• _Excerpts of labeled region data_:
****

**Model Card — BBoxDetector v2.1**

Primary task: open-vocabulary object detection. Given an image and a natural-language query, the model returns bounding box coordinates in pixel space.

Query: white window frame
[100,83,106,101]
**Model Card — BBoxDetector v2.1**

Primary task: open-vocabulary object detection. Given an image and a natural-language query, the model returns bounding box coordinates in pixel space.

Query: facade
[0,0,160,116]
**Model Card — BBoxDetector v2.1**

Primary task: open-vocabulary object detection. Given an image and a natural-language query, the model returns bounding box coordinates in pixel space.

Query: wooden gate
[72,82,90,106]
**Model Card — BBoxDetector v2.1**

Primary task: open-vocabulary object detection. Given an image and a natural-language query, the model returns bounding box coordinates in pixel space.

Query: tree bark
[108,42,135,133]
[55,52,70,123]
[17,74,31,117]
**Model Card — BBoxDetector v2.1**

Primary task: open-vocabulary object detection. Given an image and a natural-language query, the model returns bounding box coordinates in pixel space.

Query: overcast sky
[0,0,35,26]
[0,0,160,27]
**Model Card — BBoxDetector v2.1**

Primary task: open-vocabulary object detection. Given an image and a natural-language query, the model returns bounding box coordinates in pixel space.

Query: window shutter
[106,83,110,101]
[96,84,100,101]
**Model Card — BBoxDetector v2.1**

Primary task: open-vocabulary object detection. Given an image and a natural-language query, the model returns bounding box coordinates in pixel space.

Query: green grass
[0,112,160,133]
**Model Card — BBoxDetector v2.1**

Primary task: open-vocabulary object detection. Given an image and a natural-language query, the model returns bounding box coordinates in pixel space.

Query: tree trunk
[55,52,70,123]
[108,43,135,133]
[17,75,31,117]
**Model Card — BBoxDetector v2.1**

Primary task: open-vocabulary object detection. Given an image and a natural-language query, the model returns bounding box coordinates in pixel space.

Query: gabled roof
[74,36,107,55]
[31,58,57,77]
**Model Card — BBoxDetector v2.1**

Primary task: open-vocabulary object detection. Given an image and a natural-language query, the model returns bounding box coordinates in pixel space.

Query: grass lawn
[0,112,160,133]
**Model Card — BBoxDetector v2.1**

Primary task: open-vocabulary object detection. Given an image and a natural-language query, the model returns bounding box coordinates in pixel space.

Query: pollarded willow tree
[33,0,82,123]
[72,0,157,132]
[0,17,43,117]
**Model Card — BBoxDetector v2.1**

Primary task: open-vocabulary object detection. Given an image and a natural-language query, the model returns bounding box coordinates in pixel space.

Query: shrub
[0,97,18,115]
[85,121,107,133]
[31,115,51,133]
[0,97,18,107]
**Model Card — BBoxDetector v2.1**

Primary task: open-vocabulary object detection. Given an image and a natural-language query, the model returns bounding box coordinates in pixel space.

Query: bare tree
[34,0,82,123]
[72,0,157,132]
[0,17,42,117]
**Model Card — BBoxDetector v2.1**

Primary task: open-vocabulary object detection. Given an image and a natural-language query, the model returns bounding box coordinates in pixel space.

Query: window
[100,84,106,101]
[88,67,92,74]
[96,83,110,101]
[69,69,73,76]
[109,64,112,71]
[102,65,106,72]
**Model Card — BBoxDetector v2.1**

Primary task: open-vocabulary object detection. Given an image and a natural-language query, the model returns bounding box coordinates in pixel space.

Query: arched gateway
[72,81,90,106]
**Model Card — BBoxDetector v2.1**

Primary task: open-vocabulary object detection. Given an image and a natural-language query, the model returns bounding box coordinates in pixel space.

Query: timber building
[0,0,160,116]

****

• _CHALLENGE_:
Please identify every line in the entries above that contains the string "window", and copy each such line in full. Case counts.

• _RESULT_:
Query: white window frame
Query: window shutter
Query: window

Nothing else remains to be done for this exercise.